▶ **TASK REQUIREMENTS**: Your answer should be the complete set of entries, transcribed exactly.

━━━ EXERCISE INPUT ━━━

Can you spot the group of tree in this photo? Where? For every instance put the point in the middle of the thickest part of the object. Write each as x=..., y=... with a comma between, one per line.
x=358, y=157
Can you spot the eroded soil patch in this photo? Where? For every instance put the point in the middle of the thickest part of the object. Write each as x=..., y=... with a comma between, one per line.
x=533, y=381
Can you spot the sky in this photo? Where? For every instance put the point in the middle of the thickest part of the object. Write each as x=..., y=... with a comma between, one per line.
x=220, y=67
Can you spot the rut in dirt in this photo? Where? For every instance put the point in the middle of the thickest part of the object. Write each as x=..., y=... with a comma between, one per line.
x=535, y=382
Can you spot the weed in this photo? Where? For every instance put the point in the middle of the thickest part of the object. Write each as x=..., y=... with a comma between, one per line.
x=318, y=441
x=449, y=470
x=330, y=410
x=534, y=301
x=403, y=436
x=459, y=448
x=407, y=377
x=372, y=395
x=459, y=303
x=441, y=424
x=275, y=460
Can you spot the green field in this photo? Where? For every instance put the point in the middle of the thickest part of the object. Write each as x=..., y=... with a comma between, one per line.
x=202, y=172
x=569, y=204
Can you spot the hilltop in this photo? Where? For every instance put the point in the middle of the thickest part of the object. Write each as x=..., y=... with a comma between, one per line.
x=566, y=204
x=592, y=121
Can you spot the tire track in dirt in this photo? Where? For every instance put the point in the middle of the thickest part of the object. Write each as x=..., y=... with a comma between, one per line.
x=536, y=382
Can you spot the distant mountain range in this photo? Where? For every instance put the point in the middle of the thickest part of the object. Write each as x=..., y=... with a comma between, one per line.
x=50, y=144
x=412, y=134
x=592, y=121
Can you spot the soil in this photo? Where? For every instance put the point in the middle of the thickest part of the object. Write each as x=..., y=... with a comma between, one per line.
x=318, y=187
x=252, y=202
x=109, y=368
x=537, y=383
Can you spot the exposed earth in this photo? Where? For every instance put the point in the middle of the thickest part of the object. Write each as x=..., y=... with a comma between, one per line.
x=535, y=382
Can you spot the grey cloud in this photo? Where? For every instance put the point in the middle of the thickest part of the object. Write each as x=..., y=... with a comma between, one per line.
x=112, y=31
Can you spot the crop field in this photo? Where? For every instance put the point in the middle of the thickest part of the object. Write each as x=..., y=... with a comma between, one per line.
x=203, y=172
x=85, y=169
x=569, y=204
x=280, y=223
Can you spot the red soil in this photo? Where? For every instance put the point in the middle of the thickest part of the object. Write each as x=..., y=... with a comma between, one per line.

━━━

▶ **EXERCISE RESULT**:
Can you spot the group of tree in this photo? Where? For every instance put the point in the middle of the thickest part of the object. Write each as x=..., y=... with a comma between, one per line.
x=358, y=157
Can you spot the eroded soil patch in this photo? Where? For every instance put the point in the middle of the thickest part of the object. Write each as x=..., y=... with a comma between, one per line.
x=533, y=381
Can you spot the sky in this photo? Where? For every instance put the point in the middle of the thickest part of the object. Write each as x=..., y=... with a comma between, one per line.
x=220, y=67
Can you spot the rut in dirt in this photo? Where? For every instance put the point in the middle of the thickest part of the object. Write each as x=..., y=... with a comma between, one per line.
x=535, y=382
Can you spot the weed in this photo? Where? For every instance put the point in the middle of the thickest part of the object. Write each as x=..., y=... with a comma between, one per line.
x=318, y=441
x=449, y=470
x=330, y=410
x=534, y=301
x=403, y=436
x=459, y=448
x=407, y=377
x=372, y=395
x=459, y=303
x=441, y=424
x=275, y=460
Can you spot the green field in this photo? Where? For every instance put the point in the middle of the thickest part of the object. Write each as x=..., y=... with a comma between, one per line.
x=202, y=172
x=569, y=204
Can you spot the hilltop in this photo? Where? For every instance put the point in the middle of the thickest part of the object. Write each as x=..., y=... with a comma between, one per line.
x=566, y=204
x=592, y=121
Can you spot the tire track in dirt in this photo? Where? For every instance put the point in the middle of the thickest part of the object. Write each as x=..., y=... with a comma between, one per line.
x=536, y=382
Can you spot the distant mountain range in this photo? Where? For every instance put the point in the middle of the thickest part of the object. Write each as x=..., y=... with a comma between, one per line.
x=50, y=144
x=412, y=134
x=592, y=121
Can you spot the soil in this photo? Where? For every instance put the point in the middle of the thickest part of the object. Write each as x=..., y=... with a comma between, one per line.
x=318, y=187
x=252, y=202
x=109, y=368
x=537, y=383
Can you spot the exposed earth in this photo? Where? For every instance put the point in the middle of the thickest part of the object. Write each as x=..., y=... with a comma between, one per line.
x=535, y=382
Can you spot the grey cloud in this photo? Where? For every instance put the point in the middle of the thickest part of the object. Write each as x=..., y=... with a comma between, one per line.
x=112, y=31
Can you spot the crop field in this photo? Where? For every instance put the point in the middle of the thickest part of the object. Write each as x=..., y=... with a comma between, one per line.
x=203, y=172
x=85, y=169
x=569, y=204
x=280, y=223
Can you spot the red soil in this photo? Where? For every instance put the point in the middle of the thickest part of the object. Write each as x=..., y=... with a comma between, one per line.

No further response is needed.